--- Aufgabe ---
Gib die Zeilen unverändert wieder, beginnend mit der Zeile, die „plumage is. Provide bounding box coordinates.“ enthält, bis einschließlich der Zeile, die „[56,42,111,72]“ enthält.

--- Datensatzeinträge ---
============

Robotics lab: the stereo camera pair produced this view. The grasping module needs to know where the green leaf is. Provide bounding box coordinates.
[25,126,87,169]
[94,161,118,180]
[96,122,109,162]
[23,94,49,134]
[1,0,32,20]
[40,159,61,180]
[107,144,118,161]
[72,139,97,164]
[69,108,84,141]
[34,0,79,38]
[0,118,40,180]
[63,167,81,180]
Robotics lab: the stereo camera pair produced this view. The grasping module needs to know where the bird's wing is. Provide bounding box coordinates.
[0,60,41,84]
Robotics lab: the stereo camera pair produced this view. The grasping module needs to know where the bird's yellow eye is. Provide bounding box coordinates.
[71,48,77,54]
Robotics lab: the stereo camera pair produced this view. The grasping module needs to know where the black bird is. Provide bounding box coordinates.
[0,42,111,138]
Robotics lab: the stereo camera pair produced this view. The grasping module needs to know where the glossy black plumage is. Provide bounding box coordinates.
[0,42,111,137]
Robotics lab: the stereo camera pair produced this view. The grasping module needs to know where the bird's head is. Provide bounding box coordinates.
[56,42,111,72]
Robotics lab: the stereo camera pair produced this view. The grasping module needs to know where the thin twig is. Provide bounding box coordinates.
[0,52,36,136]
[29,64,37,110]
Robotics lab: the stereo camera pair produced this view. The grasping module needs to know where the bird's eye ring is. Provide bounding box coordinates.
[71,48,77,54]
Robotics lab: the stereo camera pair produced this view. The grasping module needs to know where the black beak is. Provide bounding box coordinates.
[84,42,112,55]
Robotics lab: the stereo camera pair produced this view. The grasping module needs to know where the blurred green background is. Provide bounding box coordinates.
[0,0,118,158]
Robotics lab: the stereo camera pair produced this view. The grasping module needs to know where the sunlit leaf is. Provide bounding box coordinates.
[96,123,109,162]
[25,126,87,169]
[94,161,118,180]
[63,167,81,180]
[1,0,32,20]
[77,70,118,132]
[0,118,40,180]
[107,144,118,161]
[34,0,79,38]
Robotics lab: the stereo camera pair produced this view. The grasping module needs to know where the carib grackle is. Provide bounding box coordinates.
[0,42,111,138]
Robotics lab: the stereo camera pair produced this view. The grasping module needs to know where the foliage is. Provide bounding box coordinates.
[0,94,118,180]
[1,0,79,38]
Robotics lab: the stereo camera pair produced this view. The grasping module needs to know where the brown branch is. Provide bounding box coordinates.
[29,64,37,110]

============

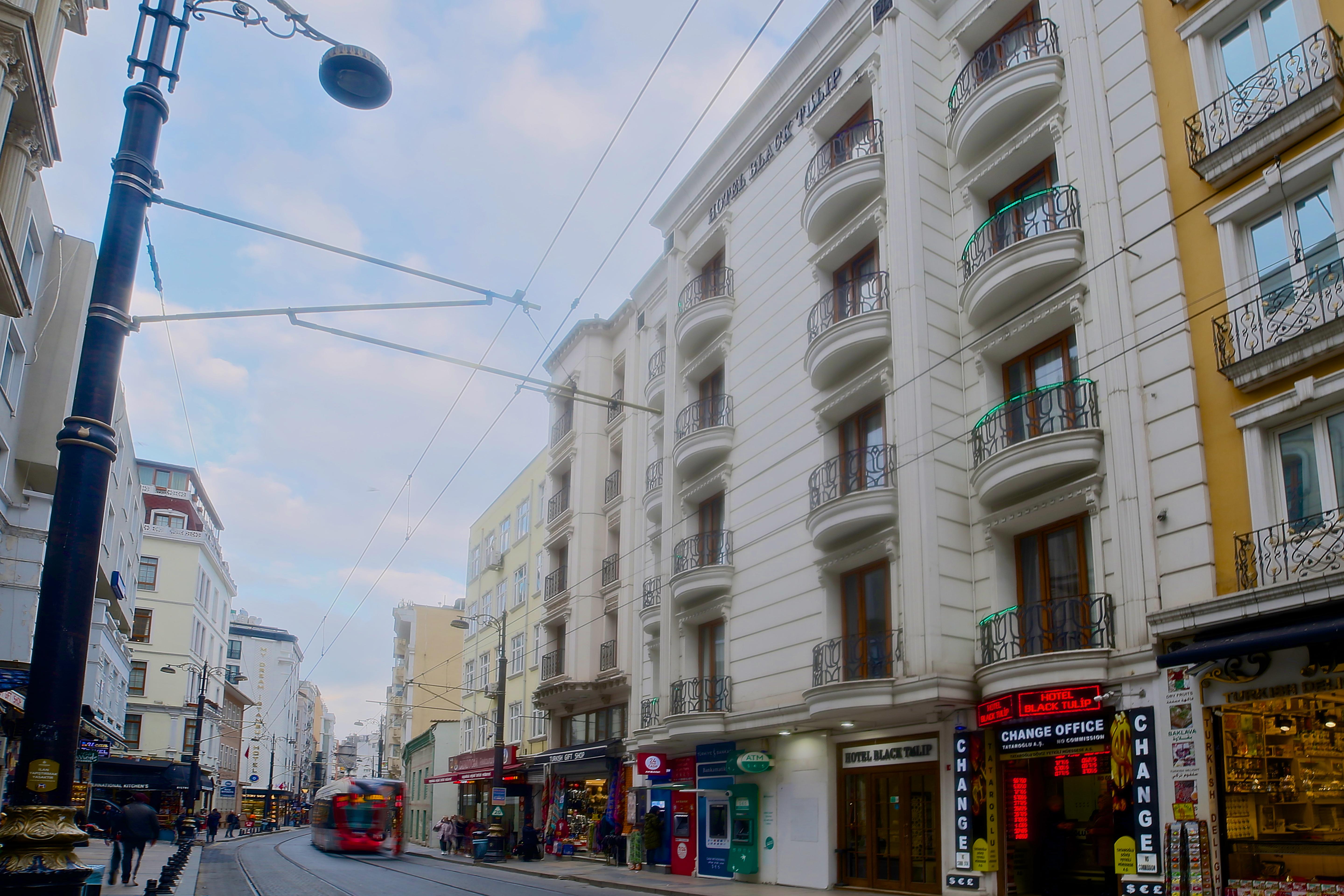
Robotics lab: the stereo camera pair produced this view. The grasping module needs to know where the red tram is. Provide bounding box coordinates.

============

--- Antwort ---
Robotics lab: the stereo camera pair produced this view. The grasping module needs to know where the glossy black plumage is. Provide bounding box coordinates.
[0,42,111,137]
Robotics lab: the stereo camera pair produced this view. The grasping module needs to know where the bird's head is. Provide bounding box coordinates.
[56,42,111,72]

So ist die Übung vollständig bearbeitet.